» **Available records**:
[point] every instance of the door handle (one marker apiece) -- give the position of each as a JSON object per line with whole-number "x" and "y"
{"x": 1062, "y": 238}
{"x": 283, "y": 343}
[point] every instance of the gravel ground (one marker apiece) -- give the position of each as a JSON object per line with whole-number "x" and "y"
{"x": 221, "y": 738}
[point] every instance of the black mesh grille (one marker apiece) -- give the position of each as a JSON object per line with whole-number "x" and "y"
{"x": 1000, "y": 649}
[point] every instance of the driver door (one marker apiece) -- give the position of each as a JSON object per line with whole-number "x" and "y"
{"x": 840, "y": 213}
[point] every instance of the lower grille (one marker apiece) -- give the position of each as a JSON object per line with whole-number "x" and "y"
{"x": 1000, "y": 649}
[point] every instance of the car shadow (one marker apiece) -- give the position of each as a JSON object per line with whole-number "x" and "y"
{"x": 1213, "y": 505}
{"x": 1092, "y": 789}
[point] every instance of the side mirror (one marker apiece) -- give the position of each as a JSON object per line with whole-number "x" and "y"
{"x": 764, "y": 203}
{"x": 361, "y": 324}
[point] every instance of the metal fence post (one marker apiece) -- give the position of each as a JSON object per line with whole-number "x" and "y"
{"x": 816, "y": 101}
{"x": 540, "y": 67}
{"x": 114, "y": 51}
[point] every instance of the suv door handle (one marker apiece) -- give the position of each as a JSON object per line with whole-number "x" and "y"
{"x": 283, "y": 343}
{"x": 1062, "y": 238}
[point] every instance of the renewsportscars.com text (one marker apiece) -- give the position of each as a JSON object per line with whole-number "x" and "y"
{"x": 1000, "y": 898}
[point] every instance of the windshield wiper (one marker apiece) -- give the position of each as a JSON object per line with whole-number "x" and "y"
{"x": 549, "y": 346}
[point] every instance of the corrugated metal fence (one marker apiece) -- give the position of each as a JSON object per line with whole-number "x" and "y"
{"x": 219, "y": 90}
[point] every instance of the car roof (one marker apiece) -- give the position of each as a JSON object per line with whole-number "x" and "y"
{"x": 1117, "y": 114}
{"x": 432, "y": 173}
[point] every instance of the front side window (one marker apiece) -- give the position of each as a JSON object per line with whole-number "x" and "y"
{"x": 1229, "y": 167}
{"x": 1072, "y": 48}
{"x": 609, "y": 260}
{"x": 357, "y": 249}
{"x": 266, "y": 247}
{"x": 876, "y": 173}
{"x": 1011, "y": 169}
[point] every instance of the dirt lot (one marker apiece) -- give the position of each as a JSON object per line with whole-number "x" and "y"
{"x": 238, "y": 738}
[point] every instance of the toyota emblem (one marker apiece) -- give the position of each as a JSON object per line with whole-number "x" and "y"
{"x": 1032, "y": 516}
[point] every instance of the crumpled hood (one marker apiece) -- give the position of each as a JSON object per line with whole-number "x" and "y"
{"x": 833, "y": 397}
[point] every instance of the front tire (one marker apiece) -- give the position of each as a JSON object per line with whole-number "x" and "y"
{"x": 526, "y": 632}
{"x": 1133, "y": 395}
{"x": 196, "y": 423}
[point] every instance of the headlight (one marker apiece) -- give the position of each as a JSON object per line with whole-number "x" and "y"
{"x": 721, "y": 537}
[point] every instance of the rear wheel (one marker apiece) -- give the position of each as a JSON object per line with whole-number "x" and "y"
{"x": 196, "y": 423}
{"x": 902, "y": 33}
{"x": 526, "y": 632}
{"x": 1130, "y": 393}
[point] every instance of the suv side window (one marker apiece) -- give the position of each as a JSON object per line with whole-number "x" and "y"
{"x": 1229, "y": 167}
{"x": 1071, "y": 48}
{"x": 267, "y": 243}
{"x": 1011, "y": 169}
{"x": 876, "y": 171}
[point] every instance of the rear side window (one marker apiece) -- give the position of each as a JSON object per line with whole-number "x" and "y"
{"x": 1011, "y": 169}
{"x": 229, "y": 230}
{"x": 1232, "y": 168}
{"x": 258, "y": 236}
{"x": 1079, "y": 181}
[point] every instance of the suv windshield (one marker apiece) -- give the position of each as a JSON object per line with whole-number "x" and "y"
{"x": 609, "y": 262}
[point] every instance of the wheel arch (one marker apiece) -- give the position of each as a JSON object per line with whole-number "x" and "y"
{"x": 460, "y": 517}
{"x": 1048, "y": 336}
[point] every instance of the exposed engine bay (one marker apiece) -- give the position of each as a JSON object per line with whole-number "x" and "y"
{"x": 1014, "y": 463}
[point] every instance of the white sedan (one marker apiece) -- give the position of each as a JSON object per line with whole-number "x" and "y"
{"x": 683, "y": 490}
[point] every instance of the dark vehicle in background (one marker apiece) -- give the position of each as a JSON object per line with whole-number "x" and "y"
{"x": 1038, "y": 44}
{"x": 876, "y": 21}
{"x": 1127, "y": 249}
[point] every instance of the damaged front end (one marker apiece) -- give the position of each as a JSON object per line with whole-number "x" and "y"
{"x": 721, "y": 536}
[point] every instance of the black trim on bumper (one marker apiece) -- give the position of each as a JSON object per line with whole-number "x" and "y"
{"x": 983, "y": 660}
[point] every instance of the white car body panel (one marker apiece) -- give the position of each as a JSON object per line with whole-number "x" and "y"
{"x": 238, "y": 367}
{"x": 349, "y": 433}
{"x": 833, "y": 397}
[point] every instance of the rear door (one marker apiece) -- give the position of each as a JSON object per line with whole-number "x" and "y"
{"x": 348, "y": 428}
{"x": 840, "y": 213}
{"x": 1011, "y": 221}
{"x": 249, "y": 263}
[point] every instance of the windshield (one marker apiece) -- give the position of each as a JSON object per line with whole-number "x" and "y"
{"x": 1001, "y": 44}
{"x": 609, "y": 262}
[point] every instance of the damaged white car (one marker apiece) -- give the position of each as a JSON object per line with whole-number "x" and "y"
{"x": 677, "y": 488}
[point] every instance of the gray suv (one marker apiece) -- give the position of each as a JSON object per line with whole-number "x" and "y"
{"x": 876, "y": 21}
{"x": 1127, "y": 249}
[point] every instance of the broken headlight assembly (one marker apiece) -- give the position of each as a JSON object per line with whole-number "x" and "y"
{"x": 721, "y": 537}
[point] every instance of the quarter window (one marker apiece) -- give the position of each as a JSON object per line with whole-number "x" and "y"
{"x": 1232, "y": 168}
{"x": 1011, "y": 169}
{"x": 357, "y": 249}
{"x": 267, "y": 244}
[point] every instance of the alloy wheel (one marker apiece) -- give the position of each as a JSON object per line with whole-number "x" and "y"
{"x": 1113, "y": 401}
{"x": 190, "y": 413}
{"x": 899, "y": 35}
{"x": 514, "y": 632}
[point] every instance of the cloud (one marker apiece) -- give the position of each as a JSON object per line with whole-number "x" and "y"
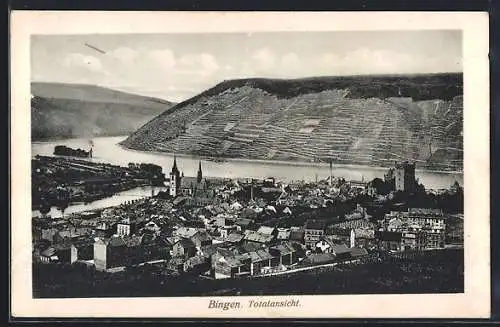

» **Given instruction**: Can you repeat all the lines above, switching every "one marker apiece" to "one point apiece" and keeping everything else the same, with the pictures left out?

» **Right answer**:
[point] every instance of the door handle (one point apiece) -- give the position of each as a JSON object per line with whole-number "x" and "y"
{"x": 1062, "y": 238}
{"x": 283, "y": 343}
[point] every instance of the gravel ground (one point apiece) -- give the position of each as a JSON object per line with whole-number "x" and "y"
{"x": 221, "y": 738}
[point] every instance of the black mesh grille (one point apiece) -- give the position of each as a JSON object per line with whole-number "x" and "y"
{"x": 1000, "y": 649}
[point] every instance of the driver door (one point apiece) -- give the position of each as a JSON object per line with whole-number "x" and "y"
{"x": 840, "y": 213}
[point] every instance of the lower grille (one point apiece) -- give the position of each as a JSON object per line with whole-number "x" and "y"
{"x": 1000, "y": 649}
[point] every instance of the car shadow (one point apiece) -- give the position of each as a JSON object per line with whole-number "x" and "y"
{"x": 1213, "y": 505}
{"x": 1092, "y": 789}
[point] every instance of the side mirror (one point apiece) -- give the position of each as a JSON object per line with whole-number "x" and "y"
{"x": 764, "y": 203}
{"x": 361, "y": 324}
[point] every instance of the metal fence post (one point apiece) -- give the position of each as a JSON object per line with whole-number "x" and "y"
{"x": 816, "y": 101}
{"x": 540, "y": 67}
{"x": 114, "y": 51}
[point] every instance of the suv door handle (one point apiece) -- give the position of each as a JSON object per line with whole-number "x" and "y"
{"x": 283, "y": 343}
{"x": 1062, "y": 238}
[point] every instance of the renewsportscars.com text (one point apiece) -- give the position of each as a JSON object per line with whole-number "x" and "y"
{"x": 1000, "y": 898}
[point] every instance of the windshield wiper (one point apiece) -- give the position of each as a JSON object per line with whole-number "x" and "y"
{"x": 549, "y": 346}
[point] every instance of the corrugated metal fence (one point apiece) -- give the position of each as a JSON object per line with whole-number "x" and "y"
{"x": 219, "y": 90}
[point] every instance of the car roof (one point apiece) -- give the position of each as a JSON object per line with whole-number "x" and "y"
{"x": 1117, "y": 114}
{"x": 432, "y": 173}
[point] every instance of the front side window (one point apiece) -- give the position of each as a JSON object per line with whole-number "x" and "y"
{"x": 1229, "y": 167}
{"x": 1072, "y": 48}
{"x": 609, "y": 260}
{"x": 357, "y": 249}
{"x": 266, "y": 247}
{"x": 876, "y": 173}
{"x": 1011, "y": 169}
[point] every instance of the dirt lot (one point apiece) -- give the position of each as a JSON object per line with whole-number "x" and "y"
{"x": 238, "y": 738}
[point] every instance of the toyota emblem (one point apiece) -- give the position of each as a JSON object per line with whole-number "x" and "y"
{"x": 1032, "y": 516}
[point] every instance of the crumpled hood (one point apiece) -- give the position of each as a JSON object per line with whole-number "x" and "y"
{"x": 833, "y": 397}
[point] every instance of the front tire (one point apiece) -- give the position of each as a JSON object per line with whole-number "x" and "y"
{"x": 526, "y": 632}
{"x": 1133, "y": 395}
{"x": 196, "y": 423}
[point] every instance of the headlight (one point apiece) -- give the position of each as a JSON object per line with whole-number "x" and "y"
{"x": 721, "y": 537}
[point] every instance of the rear wheel (one point apiece) -- give the position of each as a JSON object per line with whole-number "x" and "y"
{"x": 196, "y": 423}
{"x": 902, "y": 33}
{"x": 526, "y": 632}
{"x": 1130, "y": 393}
[point] every instance of the suv side window (one point apiece) -- give the position of each as a JSON object per line with whole-number "x" and "y"
{"x": 1229, "y": 167}
{"x": 1071, "y": 48}
{"x": 267, "y": 243}
{"x": 1011, "y": 169}
{"x": 876, "y": 171}
[point] every instance of the rear side window (one point apiece) -- give the position of each as a JSON object per line with whole-number "x" and "y"
{"x": 1011, "y": 169}
{"x": 229, "y": 230}
{"x": 1232, "y": 168}
{"x": 258, "y": 236}
{"x": 1079, "y": 181}
[point] every instance of the suv windshield (one point apiece) -- give the position of each as a JSON object per line with whole-number "x" and "y"
{"x": 609, "y": 262}
[point] every instance of the wheel arch (one point apiece) -- give the position of each as a JSON object per line with whole-number "x" and "y"
{"x": 460, "y": 517}
{"x": 1048, "y": 336}
[point] every instance of the exposed engine bay (one point apiece) -- give the position of each as a JSON object per line with whole-number "x" and "y"
{"x": 1014, "y": 463}
[point] every instance of the white sedan (one point apiece) -- give the position of each as a JSON object per line with whole-number "x" and "y"
{"x": 683, "y": 490}
[point] every instance of the dark vehicle in background (one point apiece) -- give the position of each as a JSON object per line with whole-number "x" and "y"
{"x": 1038, "y": 44}
{"x": 876, "y": 21}
{"x": 1127, "y": 249}
[point] every instance of the damaged front end (one point apiece) -- give the position of each as a JSON object per line with whole-number "x" and "y"
{"x": 721, "y": 536}
[point] every instance of the black trim on bumper (one point apiece) -- give the position of each as a JSON object per line with whole-number "x" and "y"
{"x": 983, "y": 660}
[point] every instance of the white car body panel (one point apiece) -- give the position of each as a JSON object per line with whole-number "x" and "y"
{"x": 238, "y": 367}
{"x": 349, "y": 433}
{"x": 833, "y": 397}
[point] every instance of the rear door (one point apiece) -- give the position of each as a JSON object per line with whole-number "x" and "y"
{"x": 348, "y": 428}
{"x": 840, "y": 213}
{"x": 1011, "y": 221}
{"x": 249, "y": 263}
[point] every instance of the windshield (one point apiece) -- give the position of each as a JSON object per line with whole-number "x" and "y"
{"x": 1001, "y": 44}
{"x": 609, "y": 262}
[point] every instance of the damaged white car (one point apiece) -- give the position of each as a JSON object per line with whole-number "x" and "y"
{"x": 677, "y": 488}
[point] every instance of the gray suv (one point apiece) -- give the position of each as a JSON object per line with whole-number "x" and "y"
{"x": 876, "y": 21}
{"x": 1127, "y": 249}
[point] every instance of the broken headlight assembly (one point apiece) -- give the position of each as a JSON object per line with whole-number "x" and "y"
{"x": 721, "y": 537}
[point] every instance of the quarter window (one point apiece) -- give the position of each as a JSON object per line with whole-number "x" and "y"
{"x": 1232, "y": 168}
{"x": 1011, "y": 169}
{"x": 357, "y": 249}
{"x": 267, "y": 244}
[point] every instance of the alloy wheel (one point apiece) -- give the position of each as a JSON object per line with whole-number "x" and "y"
{"x": 1113, "y": 401}
{"x": 190, "y": 413}
{"x": 899, "y": 35}
{"x": 514, "y": 632}
[point] every instance of the cloud (one point apiece) -- give the position of each as a JSON object per line with whole-number "x" and "y"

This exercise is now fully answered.